GIVEN EXERCISE. Arrange the lines from the one containing "handbag in the photo above." through the end of the entries, both included, as a Markdown table with a Row column giving each row's number and a Line column holding the line, omitting any blank lines.

--*--

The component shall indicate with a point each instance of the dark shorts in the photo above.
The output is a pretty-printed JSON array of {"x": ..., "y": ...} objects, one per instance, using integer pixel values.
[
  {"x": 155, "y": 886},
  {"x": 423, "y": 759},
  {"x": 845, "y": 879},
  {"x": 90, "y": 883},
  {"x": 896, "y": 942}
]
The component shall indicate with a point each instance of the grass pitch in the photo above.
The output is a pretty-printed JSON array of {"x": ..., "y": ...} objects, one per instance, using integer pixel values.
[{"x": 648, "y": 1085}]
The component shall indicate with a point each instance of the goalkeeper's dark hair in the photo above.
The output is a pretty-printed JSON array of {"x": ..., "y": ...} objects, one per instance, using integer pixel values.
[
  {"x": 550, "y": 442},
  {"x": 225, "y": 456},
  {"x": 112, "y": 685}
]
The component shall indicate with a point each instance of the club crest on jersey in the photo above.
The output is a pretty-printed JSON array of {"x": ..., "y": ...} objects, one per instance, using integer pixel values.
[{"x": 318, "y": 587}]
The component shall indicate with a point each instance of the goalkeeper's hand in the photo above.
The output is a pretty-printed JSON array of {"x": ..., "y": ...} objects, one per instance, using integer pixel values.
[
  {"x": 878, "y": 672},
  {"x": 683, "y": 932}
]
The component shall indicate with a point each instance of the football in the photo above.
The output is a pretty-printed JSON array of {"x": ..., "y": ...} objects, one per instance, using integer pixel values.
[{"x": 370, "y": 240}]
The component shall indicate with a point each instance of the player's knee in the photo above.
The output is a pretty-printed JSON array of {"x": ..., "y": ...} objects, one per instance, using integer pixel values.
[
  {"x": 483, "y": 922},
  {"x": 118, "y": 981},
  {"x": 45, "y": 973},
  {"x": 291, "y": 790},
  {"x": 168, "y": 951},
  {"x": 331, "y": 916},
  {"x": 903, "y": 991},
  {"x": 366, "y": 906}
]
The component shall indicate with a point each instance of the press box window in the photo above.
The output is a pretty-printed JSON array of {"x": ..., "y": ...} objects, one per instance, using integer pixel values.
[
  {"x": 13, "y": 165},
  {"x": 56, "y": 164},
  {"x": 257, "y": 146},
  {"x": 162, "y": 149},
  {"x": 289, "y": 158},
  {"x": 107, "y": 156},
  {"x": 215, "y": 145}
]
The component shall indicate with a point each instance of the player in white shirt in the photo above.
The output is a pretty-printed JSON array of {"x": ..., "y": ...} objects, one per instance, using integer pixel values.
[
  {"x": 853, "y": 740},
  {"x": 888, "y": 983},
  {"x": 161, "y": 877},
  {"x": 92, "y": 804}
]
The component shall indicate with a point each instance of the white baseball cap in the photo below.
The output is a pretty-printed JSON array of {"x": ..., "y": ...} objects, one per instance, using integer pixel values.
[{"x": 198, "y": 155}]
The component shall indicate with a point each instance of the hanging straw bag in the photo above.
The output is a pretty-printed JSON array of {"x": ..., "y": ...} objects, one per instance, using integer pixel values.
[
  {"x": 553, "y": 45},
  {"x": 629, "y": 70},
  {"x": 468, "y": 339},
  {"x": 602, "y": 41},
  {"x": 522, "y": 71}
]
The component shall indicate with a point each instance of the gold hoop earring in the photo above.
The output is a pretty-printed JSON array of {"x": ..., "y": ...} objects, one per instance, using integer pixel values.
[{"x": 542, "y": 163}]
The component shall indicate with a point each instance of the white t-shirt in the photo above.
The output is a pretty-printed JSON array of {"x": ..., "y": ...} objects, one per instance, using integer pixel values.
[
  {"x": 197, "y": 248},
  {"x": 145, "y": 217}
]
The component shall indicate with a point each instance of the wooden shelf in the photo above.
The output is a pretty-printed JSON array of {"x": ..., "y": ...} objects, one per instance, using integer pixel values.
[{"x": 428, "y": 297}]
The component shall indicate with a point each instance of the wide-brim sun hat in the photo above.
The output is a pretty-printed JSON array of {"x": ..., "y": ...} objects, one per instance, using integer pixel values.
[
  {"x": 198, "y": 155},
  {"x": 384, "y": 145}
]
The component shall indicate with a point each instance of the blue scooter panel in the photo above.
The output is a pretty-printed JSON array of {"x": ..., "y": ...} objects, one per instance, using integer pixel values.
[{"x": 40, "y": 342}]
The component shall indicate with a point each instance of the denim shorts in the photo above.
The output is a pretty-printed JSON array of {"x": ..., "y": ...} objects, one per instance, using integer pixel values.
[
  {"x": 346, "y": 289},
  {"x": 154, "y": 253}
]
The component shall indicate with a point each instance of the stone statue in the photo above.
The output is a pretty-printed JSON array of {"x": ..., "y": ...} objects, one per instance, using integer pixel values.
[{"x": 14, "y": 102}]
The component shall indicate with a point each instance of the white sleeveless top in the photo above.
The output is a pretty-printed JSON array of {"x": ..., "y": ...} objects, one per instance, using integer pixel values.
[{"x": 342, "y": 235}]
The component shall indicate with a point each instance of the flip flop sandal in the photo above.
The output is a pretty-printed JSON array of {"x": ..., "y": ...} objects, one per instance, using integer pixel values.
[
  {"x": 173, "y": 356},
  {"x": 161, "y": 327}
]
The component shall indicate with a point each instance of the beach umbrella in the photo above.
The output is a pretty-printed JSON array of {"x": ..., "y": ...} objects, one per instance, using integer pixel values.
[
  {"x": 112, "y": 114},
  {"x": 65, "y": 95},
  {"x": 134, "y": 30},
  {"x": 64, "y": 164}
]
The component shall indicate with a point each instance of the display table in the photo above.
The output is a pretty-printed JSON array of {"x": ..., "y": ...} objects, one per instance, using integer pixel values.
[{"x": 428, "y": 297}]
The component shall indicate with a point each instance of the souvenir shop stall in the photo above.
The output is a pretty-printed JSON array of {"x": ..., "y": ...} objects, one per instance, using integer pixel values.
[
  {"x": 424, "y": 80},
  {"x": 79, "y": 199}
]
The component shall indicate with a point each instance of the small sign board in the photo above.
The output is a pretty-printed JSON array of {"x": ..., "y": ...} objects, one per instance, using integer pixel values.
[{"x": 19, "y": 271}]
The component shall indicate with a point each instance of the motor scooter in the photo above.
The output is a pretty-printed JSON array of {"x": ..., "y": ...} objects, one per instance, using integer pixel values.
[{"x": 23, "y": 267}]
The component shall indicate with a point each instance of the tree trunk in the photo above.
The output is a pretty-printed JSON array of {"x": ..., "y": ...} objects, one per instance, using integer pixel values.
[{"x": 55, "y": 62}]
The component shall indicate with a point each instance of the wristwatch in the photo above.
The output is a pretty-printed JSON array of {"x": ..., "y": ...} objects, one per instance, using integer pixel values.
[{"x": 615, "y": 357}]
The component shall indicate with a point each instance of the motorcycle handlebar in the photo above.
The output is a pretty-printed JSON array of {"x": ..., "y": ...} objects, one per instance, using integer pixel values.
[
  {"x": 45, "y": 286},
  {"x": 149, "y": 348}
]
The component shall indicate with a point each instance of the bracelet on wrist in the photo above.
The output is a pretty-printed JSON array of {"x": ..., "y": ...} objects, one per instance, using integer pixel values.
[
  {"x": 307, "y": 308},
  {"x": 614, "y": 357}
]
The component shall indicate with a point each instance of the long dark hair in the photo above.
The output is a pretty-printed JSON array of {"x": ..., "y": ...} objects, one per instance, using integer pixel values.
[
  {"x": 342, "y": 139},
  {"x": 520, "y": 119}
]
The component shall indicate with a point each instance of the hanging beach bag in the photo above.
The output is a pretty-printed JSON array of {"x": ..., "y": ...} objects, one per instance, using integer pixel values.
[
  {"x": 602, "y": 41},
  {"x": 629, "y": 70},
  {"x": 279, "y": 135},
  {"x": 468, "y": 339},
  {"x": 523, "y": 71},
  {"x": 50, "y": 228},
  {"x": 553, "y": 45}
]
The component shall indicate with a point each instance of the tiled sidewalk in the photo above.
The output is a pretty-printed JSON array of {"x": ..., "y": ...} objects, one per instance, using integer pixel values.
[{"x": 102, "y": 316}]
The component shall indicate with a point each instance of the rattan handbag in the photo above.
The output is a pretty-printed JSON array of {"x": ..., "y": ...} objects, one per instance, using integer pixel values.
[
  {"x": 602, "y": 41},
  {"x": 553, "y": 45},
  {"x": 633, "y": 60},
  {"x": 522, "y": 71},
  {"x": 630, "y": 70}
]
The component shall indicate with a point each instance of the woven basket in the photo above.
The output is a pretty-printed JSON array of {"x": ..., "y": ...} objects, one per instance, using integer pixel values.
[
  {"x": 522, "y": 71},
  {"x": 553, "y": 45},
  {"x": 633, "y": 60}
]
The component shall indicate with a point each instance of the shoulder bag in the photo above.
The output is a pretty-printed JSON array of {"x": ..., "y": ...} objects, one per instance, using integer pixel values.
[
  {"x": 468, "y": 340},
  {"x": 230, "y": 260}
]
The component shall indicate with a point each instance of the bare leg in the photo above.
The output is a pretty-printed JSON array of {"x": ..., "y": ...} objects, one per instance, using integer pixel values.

--*--

SOLUTION.
| Row | Line |
|---|---|
| 1 | The component shall indicate with a point each instance of the rattan handbag in the photo above. |
| 2 | The output is a pretty-printed JSON array of {"x": ..., "y": ...} objects, one per instance, using integer pixel values. |
| 3 | [ |
| 4 |   {"x": 602, "y": 41}, |
| 5 |   {"x": 553, "y": 45}, |
| 6 |   {"x": 633, "y": 60}, |
| 7 |   {"x": 522, "y": 71}, |
| 8 |   {"x": 630, "y": 70} |
| 9 | ] |
| 10 | The component shall indicate with a point each instance of the woven basket in the photo above. |
| 11 | The output is a pretty-printed JSON array of {"x": ..., "y": ...} objects, one per instance, using integer pixel values. |
| 12 | [ |
| 13 |   {"x": 522, "y": 71}, |
| 14 |   {"x": 553, "y": 45}, |
| 15 |   {"x": 633, "y": 60} |
| 16 | ] |
| 17 | The component shall indicate with a point each instance of the shoulder bag in the photo above. |
| 18 | The output is a pretty-printed JSON array of {"x": ..., "y": ...} objects, one per instance, using integer pixel values. |
| 19 | [ |
| 20 |   {"x": 468, "y": 340}, |
| 21 |   {"x": 230, "y": 260} |
| 22 | ] |
| 23 | The component shall indicate with a point each instance of the bare leg in the photo above. |
| 24 | The output is a pretty-printed JSON array of {"x": ..., "y": ...} objects, one per instance, using integer pixel values. |